- [WHAT TO PRODUCE]:
Print exactly the lines from the one containing "In this exercise you will locate the short" through the last line of the records below, both included, and nothing else; omit any pictures.
● ● ●
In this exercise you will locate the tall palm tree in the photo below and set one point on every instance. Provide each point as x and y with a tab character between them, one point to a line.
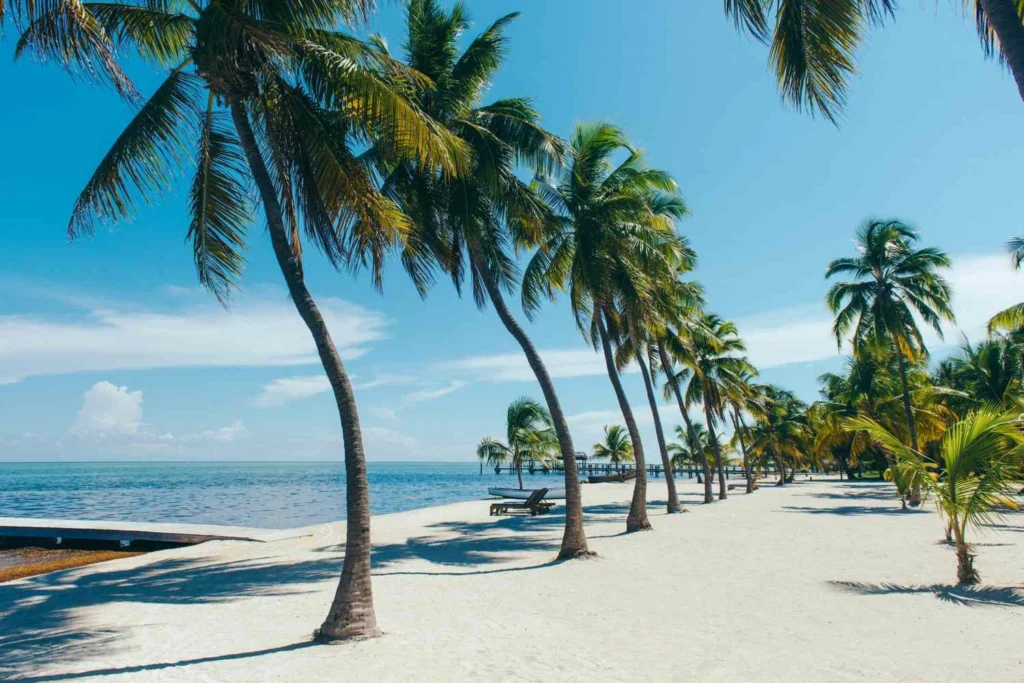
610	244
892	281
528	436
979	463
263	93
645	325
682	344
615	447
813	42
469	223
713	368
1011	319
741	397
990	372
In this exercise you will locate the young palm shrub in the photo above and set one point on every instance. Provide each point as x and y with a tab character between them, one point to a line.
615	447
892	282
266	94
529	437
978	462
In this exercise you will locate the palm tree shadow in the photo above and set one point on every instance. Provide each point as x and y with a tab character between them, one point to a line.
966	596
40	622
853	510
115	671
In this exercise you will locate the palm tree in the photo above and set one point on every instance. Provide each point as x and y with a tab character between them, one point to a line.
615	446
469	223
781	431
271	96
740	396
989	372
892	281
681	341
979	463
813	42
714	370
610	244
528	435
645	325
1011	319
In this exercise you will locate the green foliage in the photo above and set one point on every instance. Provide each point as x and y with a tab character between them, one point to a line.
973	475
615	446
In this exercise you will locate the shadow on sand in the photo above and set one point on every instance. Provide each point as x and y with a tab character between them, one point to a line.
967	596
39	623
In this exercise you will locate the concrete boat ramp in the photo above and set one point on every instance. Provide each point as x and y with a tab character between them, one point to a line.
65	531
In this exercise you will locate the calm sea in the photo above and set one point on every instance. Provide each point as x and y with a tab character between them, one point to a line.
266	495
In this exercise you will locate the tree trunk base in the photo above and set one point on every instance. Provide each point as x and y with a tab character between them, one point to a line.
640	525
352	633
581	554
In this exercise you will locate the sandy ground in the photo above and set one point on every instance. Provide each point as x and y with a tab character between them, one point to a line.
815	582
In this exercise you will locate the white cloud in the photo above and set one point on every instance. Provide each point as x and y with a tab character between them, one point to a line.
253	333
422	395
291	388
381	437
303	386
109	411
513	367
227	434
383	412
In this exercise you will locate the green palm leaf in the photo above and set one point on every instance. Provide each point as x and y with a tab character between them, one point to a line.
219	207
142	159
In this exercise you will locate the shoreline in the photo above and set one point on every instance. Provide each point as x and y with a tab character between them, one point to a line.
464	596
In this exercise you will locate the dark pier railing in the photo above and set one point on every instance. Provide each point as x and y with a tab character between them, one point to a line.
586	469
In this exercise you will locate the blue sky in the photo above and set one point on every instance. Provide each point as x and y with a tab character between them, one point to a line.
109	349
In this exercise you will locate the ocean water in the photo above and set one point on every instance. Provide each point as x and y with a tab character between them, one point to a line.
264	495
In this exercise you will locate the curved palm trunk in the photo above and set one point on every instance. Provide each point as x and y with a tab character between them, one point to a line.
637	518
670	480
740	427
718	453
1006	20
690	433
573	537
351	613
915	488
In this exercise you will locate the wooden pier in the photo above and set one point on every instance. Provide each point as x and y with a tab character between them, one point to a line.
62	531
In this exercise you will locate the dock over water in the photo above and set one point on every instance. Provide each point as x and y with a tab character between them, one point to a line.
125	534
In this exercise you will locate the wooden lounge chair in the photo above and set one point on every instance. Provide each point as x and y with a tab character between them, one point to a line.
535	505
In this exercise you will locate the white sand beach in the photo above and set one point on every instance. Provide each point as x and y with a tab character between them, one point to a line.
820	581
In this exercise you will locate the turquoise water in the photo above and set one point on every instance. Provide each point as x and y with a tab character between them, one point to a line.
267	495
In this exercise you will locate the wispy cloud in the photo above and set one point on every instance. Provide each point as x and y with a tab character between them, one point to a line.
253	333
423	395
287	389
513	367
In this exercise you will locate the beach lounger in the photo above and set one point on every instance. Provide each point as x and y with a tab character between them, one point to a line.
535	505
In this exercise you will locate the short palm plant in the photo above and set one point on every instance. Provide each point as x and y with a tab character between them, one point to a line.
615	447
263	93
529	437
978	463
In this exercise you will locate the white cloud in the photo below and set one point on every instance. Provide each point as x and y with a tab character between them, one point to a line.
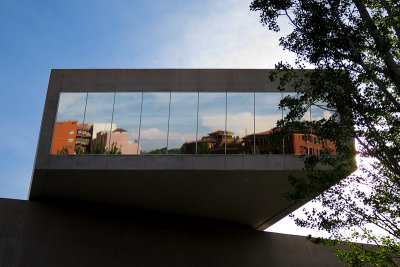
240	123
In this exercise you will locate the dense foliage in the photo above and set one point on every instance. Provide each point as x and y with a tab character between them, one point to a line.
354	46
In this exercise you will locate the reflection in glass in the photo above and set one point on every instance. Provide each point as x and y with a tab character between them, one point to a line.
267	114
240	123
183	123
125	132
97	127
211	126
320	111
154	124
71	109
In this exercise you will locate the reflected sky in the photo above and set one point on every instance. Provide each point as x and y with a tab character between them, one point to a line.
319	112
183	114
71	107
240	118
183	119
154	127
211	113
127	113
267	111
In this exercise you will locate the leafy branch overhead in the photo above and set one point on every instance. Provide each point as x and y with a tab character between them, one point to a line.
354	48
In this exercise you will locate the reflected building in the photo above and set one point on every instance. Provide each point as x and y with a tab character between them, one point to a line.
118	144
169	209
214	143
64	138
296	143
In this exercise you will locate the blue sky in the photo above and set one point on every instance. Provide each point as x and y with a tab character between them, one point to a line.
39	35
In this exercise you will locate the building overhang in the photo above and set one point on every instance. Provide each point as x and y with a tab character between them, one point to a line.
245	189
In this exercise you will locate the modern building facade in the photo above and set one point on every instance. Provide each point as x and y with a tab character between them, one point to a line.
● ● ●
- [OUTPUT]:
In this exercise you will locate the short palm plant in the photo above and set one point on every instance. Provide each point as x and y with a tab character between them, one point to a line.
615	447
263	93
529	437
978	463
In this exercise you will locate the white cloud in the photo below and set one point on every instance. Provide each point as x and y with a tab character between them, one point to a line.
240	123
In this exercise you will locate the dense foliage in the photo above and set one point on every instance. Provide each point as x and y with a tab character between them, one point to a line.
354	46
In this exercise you will locate the reflection in glass in the photo above and set one point on every instance. Provide each point as x and y with a tab character between them, one point to a line.
267	114
240	123
183	123
125	132
97	127
211	126
320	111
154	124
71	109
In this exercise you will locate the reflected sky in the photo above and set one point on every instance. Provide each point as x and y with a tab character between them, one point to a line.
319	112
183	114
71	107
240	118
183	119
154	127
211	113
127	113
267	111
In this exercise you will locate the leafy branch overhead in the photo above and set one point on every instance. Provide each point as x and y with a tab character between them, one point to a line.
354	48
In this exercise you will locate the reflected building in the photo above and set one point on every instance. Provide each point as x and y with a tab character between them, one point to a line.
118	144
169	209
214	143
64	138
296	143
In this exercise you will locate the blue sky in the photo above and set one point on every instance. Provide each point as x and y with a tab character between them, one point to a line.
39	35
In this exercise you will locate the building overhang in the photo above and set one point on every instance. Provide each point as x and y with a tab character between them, one point to a line.
245	189
In this exercise you will locate the modern building facade in the photo above and set one point on every instance. Provide each point as x and y with a tab character between them, one point to a line.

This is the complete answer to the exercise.